La cosa no estaba nada clara pero Don Juan quería batallar: «No se molesten vuestras mercedes sino en pelear.» Animaba a toda la tropa y no permitió que nadie planteara cualquier demora en una lucha que se veía harto igualada. En supremo beau geste, Don Juan llegó a bailar una gallarda en el alcázar de su nave justo antes de entrar en batalla. La lucha fue impresionante y Miguel de Cervantes, que fue soldado y testigo, dijo que «era la mayor ocasión que vieron los siglos». Allí el autor de Don Quijote perdió el uso de la mano izquierda y pasó a ser conocido como el manco de Lepanto.

Lepanto lo cambió todo y terminó con la supremacía marítima de los turcos. Pero no con los piratas berberiscos, que siguieron actuando, esta vez de forma independiente.

Prueba de ellos es que en 1578, el barrio ibicenco de La Marina fue invadido y 120 ibicencos fueron hechos prisioneros.

Argel siguió siendo un nido de piratas hasta bien entrado el siglo XIX. Buena prueba son las instrucciones que daba el bey:

—La hija de Míster McDonnell, joven y hermosa, para mi harén; la hija del cónsul español, que es fea, para servir a la favorita; haré cortar la cabeza al cónsul inglés y también al español, y si se atreven a protestar, todos los cónsules serán muertos.

Los piratas berberiscos no fueron aniquilados hasta 1830. EEUU, Francia, Inglaterra, España…estaban más que hartas de sus fechorías y robos.

A SANGRE Y FUEGO EN DEFENSA DE IBIZA

Las costas de Ibiza y Formentera fueron durante largas centurias objeto de constantes invasiones de fieros piratas y escuadras enemigas.
--------
> **Tarea propuesta**: Explica en una a tres oraciones por qué, según el fragmento de origen, Miguel de Cervantes pasó a ser conocido como el manco de Lepanto.
--------
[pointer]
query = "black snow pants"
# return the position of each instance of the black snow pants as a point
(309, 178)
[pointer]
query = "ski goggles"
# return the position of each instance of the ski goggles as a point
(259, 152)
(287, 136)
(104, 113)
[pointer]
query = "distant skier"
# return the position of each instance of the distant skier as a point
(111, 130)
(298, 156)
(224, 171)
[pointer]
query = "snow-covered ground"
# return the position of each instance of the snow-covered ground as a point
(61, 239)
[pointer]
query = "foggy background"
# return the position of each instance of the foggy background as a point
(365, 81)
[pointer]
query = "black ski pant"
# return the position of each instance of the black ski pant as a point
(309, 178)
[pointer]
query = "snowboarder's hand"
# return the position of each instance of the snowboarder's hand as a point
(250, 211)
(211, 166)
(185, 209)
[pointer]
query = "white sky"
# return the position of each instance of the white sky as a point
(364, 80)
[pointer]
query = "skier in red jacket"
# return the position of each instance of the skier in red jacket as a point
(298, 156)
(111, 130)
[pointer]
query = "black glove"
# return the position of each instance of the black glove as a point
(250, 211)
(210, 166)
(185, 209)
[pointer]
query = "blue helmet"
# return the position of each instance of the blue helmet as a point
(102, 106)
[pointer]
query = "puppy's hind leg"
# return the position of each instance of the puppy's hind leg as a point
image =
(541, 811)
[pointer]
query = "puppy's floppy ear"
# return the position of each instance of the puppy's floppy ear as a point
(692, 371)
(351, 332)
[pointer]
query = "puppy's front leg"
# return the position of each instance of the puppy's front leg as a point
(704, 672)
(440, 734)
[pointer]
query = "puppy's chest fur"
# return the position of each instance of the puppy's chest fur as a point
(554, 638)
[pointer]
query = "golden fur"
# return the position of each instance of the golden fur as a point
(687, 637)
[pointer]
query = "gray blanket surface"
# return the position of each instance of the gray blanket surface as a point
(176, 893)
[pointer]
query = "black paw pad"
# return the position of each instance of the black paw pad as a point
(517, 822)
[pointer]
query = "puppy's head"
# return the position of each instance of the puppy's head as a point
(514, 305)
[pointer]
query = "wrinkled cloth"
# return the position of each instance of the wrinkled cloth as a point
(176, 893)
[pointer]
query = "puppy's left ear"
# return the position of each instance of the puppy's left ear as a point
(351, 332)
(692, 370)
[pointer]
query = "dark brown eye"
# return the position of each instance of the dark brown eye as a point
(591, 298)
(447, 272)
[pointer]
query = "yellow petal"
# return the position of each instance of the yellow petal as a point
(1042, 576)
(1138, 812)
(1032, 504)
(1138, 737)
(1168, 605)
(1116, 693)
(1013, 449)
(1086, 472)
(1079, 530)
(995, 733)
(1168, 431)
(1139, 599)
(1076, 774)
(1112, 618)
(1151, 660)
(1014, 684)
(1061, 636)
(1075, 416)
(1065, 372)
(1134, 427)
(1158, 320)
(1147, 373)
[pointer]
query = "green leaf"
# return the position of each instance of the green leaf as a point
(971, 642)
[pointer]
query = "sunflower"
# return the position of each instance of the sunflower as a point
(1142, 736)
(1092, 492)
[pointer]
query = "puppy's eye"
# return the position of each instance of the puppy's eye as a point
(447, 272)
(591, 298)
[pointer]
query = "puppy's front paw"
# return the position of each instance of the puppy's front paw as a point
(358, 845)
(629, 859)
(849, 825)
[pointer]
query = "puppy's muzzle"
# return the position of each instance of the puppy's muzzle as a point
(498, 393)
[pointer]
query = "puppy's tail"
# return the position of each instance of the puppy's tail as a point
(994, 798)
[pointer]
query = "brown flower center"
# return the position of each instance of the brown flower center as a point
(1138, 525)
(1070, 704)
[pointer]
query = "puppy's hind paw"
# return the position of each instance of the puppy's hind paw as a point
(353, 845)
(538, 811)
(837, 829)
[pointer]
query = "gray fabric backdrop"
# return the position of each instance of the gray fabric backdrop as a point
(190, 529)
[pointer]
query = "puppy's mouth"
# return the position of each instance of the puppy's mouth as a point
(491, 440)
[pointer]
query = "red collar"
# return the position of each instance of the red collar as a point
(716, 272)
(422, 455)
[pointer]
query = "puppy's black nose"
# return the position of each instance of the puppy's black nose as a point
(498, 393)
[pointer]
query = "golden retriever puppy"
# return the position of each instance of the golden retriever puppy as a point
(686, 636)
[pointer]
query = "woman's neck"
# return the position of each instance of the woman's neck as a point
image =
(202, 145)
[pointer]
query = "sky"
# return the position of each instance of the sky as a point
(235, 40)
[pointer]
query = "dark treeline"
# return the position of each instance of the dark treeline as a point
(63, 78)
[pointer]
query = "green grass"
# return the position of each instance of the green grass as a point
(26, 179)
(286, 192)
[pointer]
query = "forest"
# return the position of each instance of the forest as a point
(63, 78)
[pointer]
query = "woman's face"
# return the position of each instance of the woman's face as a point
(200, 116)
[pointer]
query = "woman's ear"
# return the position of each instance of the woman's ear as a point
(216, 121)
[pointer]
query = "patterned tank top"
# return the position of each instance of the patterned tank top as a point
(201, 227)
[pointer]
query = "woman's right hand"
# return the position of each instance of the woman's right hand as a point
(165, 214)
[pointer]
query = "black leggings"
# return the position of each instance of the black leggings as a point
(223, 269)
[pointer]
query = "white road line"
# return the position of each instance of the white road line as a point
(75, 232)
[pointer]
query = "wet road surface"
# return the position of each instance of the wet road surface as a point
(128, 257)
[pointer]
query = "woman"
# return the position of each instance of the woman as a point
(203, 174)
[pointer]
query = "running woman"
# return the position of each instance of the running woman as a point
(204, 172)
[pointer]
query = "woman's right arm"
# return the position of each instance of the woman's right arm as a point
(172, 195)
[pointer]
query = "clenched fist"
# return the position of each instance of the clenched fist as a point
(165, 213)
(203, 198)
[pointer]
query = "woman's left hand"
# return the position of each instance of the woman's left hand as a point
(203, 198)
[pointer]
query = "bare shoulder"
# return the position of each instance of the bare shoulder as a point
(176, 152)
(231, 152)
--------
> **Respuesta**: Cervantes combatió en la batalla de Lepanto como soldado y testigo. Allí perdió el uso de la mano izquierda, y por eso pasó a ser conocido como el manco de Lepanto.